Work task 1 ->
Could you copy the part of the dog flu article below word for word, starting at "The canine version" and ending at "lethargy and anorexia."?
Work task 2 ->
What does the dog flu article below say, summed up in two sentences?

══ Text for analysis

Is there such a thing as the dog flu? Well, the answer to that depends on your definition of the flu. Oftentimes when talking about human ailments the word 'flu' is used interchangeably with 'cold' or for any general sickness. It can also be used regarding dog ailments relating to the respiratory system. There is a dog flu, which is a dog ailment caused by a canine Influenza Virus.
Canine Influenza Virus
There are many Influenza viruses that exist. There is an Equine Influenza virus, an Avian Influenza virus, a Swine Influenza Virus and the list goes on. The influenza virus also has a variety of strains. These strains are identified by surface antigens, specifically Hemagglutinin (H) and neuraminidase (N). There are four strains that can establish diseases in dogs: H3N8 (Influenza A), H3N2 (Influenza A), H5N1 (Avian Influenza) and H1N1 (Swine Flu). Influenza A is very similar to Equine Influenza virus.
The canine version of the influenza virus was first identified in 2004. This makes it a rather new virus. This means that very few dogs have immunity for this virus. Consequently, dogs that are exposed to the virus will come down with the disease, since they are susceptible to it. The incubation period is from 2 to 5 days. Transmission is through contaminated respiratory aerosols when the dog coughs.
Signs and Symptoms for Dog Flu
There are two syndromes associated with dog flu: a milder version and a more severe version. Dogs with the milder version can develop a cough for 10 to 21 days that won't go away despite treatment with cough suppressants and antibiotics. The cough is normally associated with nasal discharge and a low fever. The more severe version is associated with pneumonia, high fever, trouble breathing, nasal discharge, lethargy and anorexia.
Influenza can be complicated or uncomplicated. Complicated influenza is often associated with secondary bacterial infection. The cough in the uncomplicated version is usually dry. It will become moist and soft in the complicated version.
Diagnosis is based on symptoms and lab tests to detect the virus.
Treatment for Dog FluCredit: http://twolittlecavaliers.com/2011/10/dog-flu-on-the-rise.html
You may need to check your dog in to an animal hospital or put him or her under the care of local veterinarians depending on the level of respiratory distress that your dog is suffering. Antibiotics are needed if a secondary infection is present. Hydration is also very important. Dog flu remedies may also include putting the dog in the bathroom with you when you take a shower. The humid, hot air may help breathing.
A dog flu vaccination has been developed recently. Disinfection of the area where there was a sick dog and everything the dog came into contact with including food and water bowls and toys. A solution of bleach water will do the trick.
Final ThoughtsCredit: http://animalgeneral.com/index.php/2011/11/canine-influenza-virus-information/
Dog flu is an emerging threat in the world. More research is needed but a dog flu vaccination has already been developed. Treatment for dog flu right now consists of support and waiting it out. The dog flu is something to consider and to test for if your dog comes down with a dog ailment that attacks the respiratory system.

════
══ Entries shown

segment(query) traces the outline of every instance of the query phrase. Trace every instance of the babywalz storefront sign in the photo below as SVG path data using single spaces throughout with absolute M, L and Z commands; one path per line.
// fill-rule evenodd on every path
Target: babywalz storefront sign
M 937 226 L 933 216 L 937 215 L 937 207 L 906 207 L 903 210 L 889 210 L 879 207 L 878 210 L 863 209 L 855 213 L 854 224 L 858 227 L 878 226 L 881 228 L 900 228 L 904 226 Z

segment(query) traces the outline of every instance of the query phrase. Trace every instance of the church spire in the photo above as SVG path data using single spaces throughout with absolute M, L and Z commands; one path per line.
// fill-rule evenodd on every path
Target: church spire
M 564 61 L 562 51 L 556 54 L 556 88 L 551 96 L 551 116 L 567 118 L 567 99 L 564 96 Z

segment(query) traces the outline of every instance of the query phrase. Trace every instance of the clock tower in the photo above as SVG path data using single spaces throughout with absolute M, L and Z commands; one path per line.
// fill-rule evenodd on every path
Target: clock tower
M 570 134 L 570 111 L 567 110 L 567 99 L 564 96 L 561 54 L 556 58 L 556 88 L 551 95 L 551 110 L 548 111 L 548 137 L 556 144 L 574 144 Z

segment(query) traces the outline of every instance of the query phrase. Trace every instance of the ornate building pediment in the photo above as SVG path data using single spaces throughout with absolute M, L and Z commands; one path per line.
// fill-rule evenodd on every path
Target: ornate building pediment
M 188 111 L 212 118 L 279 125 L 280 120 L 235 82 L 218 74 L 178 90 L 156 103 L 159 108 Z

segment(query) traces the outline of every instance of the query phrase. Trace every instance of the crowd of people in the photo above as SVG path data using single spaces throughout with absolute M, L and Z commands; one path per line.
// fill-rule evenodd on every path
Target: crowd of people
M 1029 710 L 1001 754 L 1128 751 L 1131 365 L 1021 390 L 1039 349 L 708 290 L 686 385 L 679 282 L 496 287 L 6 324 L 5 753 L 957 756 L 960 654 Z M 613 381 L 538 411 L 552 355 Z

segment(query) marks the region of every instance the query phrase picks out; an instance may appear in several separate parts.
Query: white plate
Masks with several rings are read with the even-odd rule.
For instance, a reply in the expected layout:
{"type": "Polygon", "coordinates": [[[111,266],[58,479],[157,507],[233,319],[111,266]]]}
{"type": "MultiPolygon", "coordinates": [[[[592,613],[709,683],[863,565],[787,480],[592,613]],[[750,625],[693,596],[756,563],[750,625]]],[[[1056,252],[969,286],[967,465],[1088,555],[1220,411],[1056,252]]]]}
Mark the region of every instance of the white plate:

════

Task answer 1 ->
The canine version of the influenza virus was first identified in 2004. This makes it a rather new virus. This means that very few dogs have immunity for this virus. Consequently, dogs that are exposed to the virus will come down with the disease, since they are susceptible to it. The incubation period is from 2 to 5 days. Transmission is through contaminated respiratory aerosols when the dog coughs.
Signs and Symptoms for Dog Flu
There are two syndromes associated with dog flu: a milder version and a more severe version. Dogs with the milder version can develop a cough for 10 to 21 days that won't go away despite treatment with cough suppressants and antibiotics. The cough is normally associated with nasal discharge and a low fever. The more severe version is associated with pneumonia, high fever, trouble breathing, nasal discharge, lethargy and anorexia.

Task answer 2 ->
Dog flu is caused by a canine influenza virus that was first identified in 2004, so few dogs are immune to it, and it spreads through contaminated respiratory aerosols when a dog coughs. It occurs in a milder form with a lasting cough and a more severe form with pneumonia and high fever, and a vaccine now exists, though treatment consists of support and waiting it out.